• Extracted data:
------------------------------------
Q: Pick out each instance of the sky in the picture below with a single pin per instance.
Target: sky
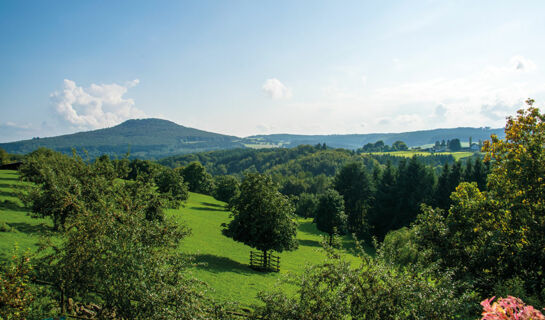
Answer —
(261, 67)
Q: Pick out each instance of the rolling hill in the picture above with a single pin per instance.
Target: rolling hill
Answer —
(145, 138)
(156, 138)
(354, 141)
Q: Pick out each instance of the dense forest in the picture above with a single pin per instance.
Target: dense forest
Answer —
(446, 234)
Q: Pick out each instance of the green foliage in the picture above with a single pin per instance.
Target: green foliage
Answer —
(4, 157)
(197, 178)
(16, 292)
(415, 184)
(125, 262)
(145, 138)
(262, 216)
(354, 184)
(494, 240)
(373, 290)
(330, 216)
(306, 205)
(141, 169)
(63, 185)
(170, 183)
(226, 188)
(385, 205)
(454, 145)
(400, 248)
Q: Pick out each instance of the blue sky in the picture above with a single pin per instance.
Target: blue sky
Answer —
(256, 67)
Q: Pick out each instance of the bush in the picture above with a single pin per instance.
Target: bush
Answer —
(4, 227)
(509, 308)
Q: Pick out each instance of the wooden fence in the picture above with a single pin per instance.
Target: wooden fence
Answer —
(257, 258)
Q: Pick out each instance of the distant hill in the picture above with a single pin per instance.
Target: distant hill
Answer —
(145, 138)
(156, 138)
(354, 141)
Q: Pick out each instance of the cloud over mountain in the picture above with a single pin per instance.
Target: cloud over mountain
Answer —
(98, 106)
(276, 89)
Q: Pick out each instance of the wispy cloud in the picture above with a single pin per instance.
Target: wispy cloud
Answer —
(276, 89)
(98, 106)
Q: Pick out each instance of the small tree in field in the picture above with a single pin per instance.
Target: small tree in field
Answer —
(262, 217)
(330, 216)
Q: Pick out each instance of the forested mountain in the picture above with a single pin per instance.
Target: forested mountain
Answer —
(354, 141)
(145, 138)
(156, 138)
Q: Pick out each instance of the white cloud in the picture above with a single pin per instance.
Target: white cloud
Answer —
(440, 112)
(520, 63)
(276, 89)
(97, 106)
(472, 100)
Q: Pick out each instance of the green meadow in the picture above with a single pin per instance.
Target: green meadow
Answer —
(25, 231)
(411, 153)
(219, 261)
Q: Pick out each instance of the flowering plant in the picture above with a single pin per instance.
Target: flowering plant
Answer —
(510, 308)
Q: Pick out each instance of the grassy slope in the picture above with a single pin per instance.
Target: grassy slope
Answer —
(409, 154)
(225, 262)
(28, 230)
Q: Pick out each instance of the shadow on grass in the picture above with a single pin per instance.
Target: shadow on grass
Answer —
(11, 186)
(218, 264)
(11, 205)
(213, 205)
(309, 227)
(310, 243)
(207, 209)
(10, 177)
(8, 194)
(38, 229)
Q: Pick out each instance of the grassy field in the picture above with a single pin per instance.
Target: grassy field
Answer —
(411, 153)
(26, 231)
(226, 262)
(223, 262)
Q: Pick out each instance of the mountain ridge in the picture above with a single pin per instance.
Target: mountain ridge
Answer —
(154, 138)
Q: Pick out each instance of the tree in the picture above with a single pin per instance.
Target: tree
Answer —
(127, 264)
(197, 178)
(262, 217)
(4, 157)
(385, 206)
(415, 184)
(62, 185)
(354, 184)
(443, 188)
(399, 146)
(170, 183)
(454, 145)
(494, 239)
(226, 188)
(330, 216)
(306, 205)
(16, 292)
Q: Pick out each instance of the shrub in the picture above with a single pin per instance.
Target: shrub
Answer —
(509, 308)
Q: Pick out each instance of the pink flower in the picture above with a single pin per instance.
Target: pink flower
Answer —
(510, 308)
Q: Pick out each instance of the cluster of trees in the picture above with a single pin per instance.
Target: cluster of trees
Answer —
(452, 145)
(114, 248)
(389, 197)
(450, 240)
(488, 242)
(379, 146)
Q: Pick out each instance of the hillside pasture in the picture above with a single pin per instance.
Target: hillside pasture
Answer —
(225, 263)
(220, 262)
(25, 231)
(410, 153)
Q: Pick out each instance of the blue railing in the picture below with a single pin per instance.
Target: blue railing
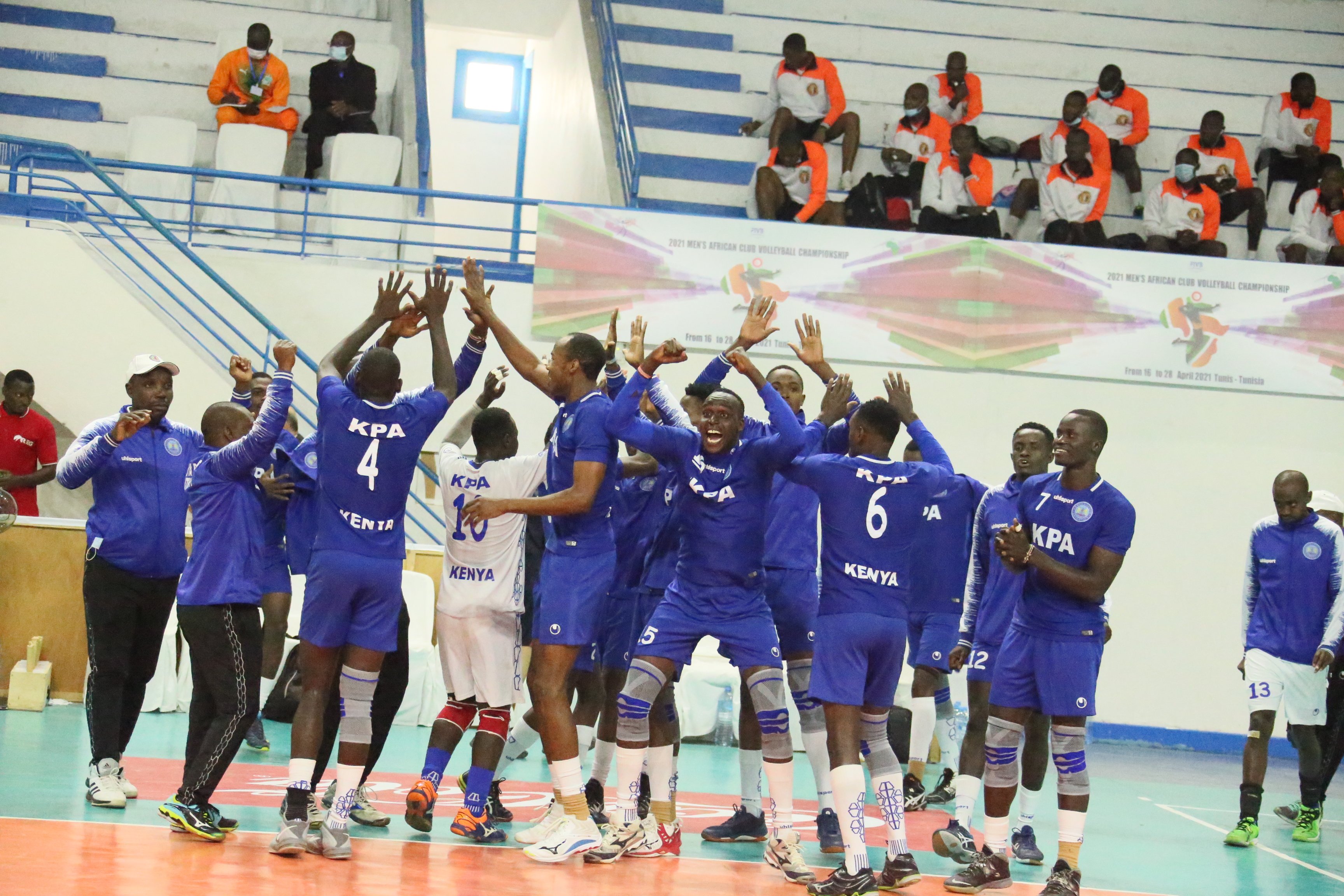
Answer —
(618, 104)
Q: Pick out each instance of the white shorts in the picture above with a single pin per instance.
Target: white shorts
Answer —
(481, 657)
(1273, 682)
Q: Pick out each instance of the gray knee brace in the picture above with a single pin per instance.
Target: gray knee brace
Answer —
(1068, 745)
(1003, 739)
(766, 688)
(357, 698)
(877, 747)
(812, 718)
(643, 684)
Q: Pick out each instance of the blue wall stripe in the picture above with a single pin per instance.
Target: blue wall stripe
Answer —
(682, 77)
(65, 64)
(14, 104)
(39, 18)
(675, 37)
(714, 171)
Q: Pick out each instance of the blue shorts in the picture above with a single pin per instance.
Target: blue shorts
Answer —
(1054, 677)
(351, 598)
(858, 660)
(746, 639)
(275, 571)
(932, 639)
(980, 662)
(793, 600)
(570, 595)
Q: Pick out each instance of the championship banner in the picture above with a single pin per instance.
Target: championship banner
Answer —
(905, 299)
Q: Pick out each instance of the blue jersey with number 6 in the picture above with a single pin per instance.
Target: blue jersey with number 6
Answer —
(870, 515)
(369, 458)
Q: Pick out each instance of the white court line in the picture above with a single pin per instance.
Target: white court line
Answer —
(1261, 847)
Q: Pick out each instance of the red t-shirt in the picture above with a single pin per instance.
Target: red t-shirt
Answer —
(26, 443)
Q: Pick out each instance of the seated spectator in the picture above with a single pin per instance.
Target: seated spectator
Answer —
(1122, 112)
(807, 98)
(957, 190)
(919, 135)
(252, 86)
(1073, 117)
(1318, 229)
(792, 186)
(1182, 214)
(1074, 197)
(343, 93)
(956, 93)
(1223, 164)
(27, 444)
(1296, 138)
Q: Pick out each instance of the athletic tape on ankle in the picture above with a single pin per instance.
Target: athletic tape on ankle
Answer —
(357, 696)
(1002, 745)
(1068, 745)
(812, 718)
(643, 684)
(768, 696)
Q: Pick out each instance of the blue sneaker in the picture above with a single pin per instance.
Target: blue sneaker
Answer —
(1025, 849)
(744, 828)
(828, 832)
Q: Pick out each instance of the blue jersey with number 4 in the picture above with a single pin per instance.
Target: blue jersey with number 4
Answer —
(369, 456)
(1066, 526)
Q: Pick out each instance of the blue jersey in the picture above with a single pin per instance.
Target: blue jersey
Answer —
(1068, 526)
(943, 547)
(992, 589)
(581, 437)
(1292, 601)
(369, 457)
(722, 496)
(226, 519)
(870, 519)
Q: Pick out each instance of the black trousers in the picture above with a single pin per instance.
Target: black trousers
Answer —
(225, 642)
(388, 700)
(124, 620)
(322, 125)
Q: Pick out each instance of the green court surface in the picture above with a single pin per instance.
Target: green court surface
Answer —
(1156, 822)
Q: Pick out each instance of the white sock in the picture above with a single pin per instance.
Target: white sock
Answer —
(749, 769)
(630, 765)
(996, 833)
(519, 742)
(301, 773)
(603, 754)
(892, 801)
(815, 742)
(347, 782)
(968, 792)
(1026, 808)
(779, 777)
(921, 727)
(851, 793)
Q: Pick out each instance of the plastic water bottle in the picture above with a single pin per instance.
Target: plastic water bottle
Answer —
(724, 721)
------------------------------------
• Exercise goal: Repeat the lines from the one containing "Q: Pick out each instance of the red" through the end of the listing, exactly and without any other lines; both ends are included.

• Exercise solution:
Q: Pick out each instance of the red t-shirt in the picture above with a single pin per instance.
Target: red t-shirt
Answer —
(26, 443)
Q: Pick out each instance of the seated spectator in the picture above with a single pin per instance.
Target: seated spectator
Answer —
(1122, 112)
(807, 98)
(957, 190)
(919, 135)
(252, 86)
(1073, 117)
(1318, 229)
(792, 186)
(1182, 214)
(1074, 197)
(343, 93)
(956, 93)
(1223, 164)
(27, 444)
(1296, 138)
Q: Pick out each instance of the athletic tape on ankle in the picture above with a single pin per instance.
Target: athletic tape on ankle
Answer —
(357, 696)
(1002, 745)
(1068, 745)
(812, 718)
(643, 684)
(768, 696)
Q: Pick out each instance of the blue sneaker in the picture above with a single pin per instance.
Target: blue sneaker
Answer —
(1025, 849)
(744, 828)
(828, 832)
Q: Pick out each instance of the blue jersey with number 4 in the picture above with a single pin per instance.
Target: blue jersey with number 4
Answer —
(369, 456)
(1066, 526)
Q: Pick out each instance of the blue jersey in the picture above with a single pin per instance.
Target: blue jersey
Answer —
(1068, 526)
(943, 547)
(992, 589)
(581, 437)
(1292, 601)
(369, 457)
(722, 496)
(226, 519)
(870, 519)
Q: Pick out each instance of the black trousers in the picture above with a single pin per instance.
Target: black trousers
Answer —
(225, 642)
(388, 700)
(124, 620)
(322, 125)
Q: Pick out each instance of the green court surface in the picture above with a single pin per instance.
Target: green court surface
Answer —
(1156, 822)
Q: Pick out each instance of the white sock in the picture above with a single pin per instance.
Target: white sock
Answer —
(749, 769)
(630, 765)
(996, 833)
(519, 742)
(301, 773)
(603, 754)
(892, 801)
(815, 742)
(347, 782)
(968, 792)
(1026, 808)
(779, 777)
(921, 727)
(851, 793)
Q: Pick out each instance of the plastic water bottle in the picture above with a single pin per instance.
Target: plastic water bottle
Answer —
(724, 721)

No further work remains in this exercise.